- GIVEN TEXT
BigTrak Robot on the cheap!
My first attempt at building an autonomous robot on a tight budget. Having seen the prices of robot chassis with motors and gearboxes, and knowing that I needed quite a large base to work from, I decided the cheapest way to get started would be with a second-hand toy.
I removed the gearbox and main PCB, then cut the battery compartment to fit my 12V SLA battery. I may have to use a different battery, as this one is very heavy, and 12V is overkill for what I need, but it will do for now. I have several old cordless drills and batteries, so I may dismantle the batteries and make up a couple of battery packs using the sub-C cells inside. I reckon 8.4V is a decent compromise between weight/size and having enough voltage headroom for the 7805 5V voltage regulator.
As I had removed the original circuit board, I had to make my own board for the wheel encoders. The circuit is very simple, the hardest part was aligning the IR LED and IR photodiodes either side of the slotted gears. A little trial and error, and a shim of plastic sorted that.
I have made another circuit board for the L293D H-bridge and 5V power supply and fitted that. Currently I am using a DIY 'Arduino-on-veroboard' and proto-board to control the motors as I work out the software.
As for cost so far, the BigTrak cost £13 in a second-hand shop, the battery and servo were about £5 each and the rest was just things I found in my junk box, but I would guess another £10-£15 worth of bits and bobs.
I am currently running various programs to test things like acceleration, deceleration, turning by a specified angle so that I can plug that data into the final motor driver program. Once I'm satisfied with that, I will start on the main behaviour control program, the aim being for the robot to wander around, possibly building a rudimentary map of obstacles until the battery voltage drops below a certain point at which time it searches for its charging point.
At least, this is the plan at the moment! Thanks for taking a look.

- DATA BELOW
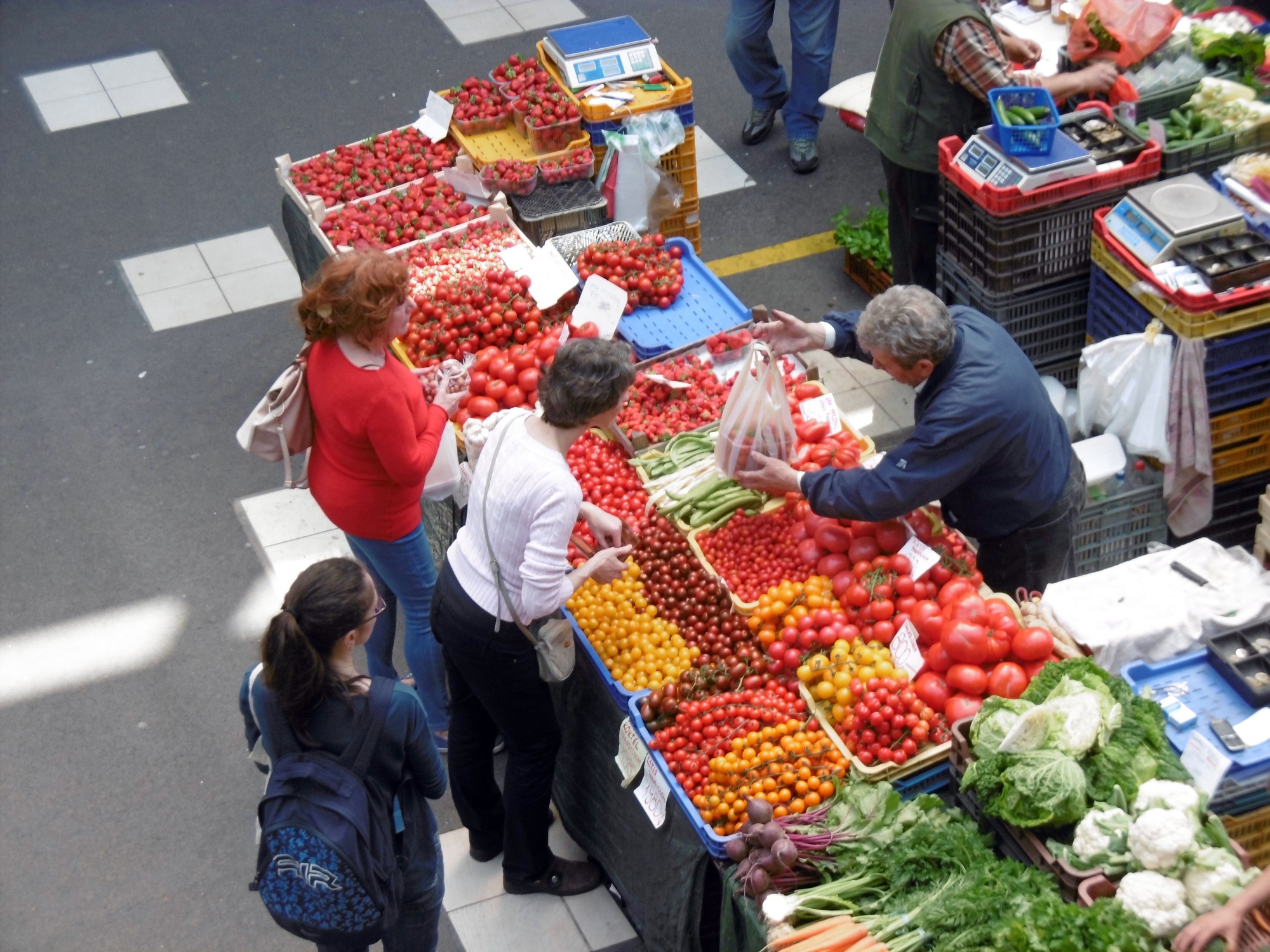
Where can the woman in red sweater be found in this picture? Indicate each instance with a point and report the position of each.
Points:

- ACTIVITY
Extract the passage of the BigTrak robot write-up starting at "My first attempt" and ending at "5V voltage regulator.", copying it word for word.

- REPLY
My first attempt at building an autonomous robot on a tight budget. Having seen the prices of robot chassis with motors and gearboxes, and knowing that I needed quite a large base to work from, I decided the cheapest way to get started would be with a second-hand toy.
I removed the gearbox and main PCB, then cut the battery compartment to fit my 12V SLA battery. I may have to use a different battery, as this one is very heavy, and 12V is overkill for what I need, but it will do for now. I have several old cordless drills and batteries, so I may dismantle the batteries and make up a couple of battery packs using the sub-C cells inside. I reckon 8.4V is a decent compromise between weight/size and having enough voltage headroom for the 7805 5V voltage regulator.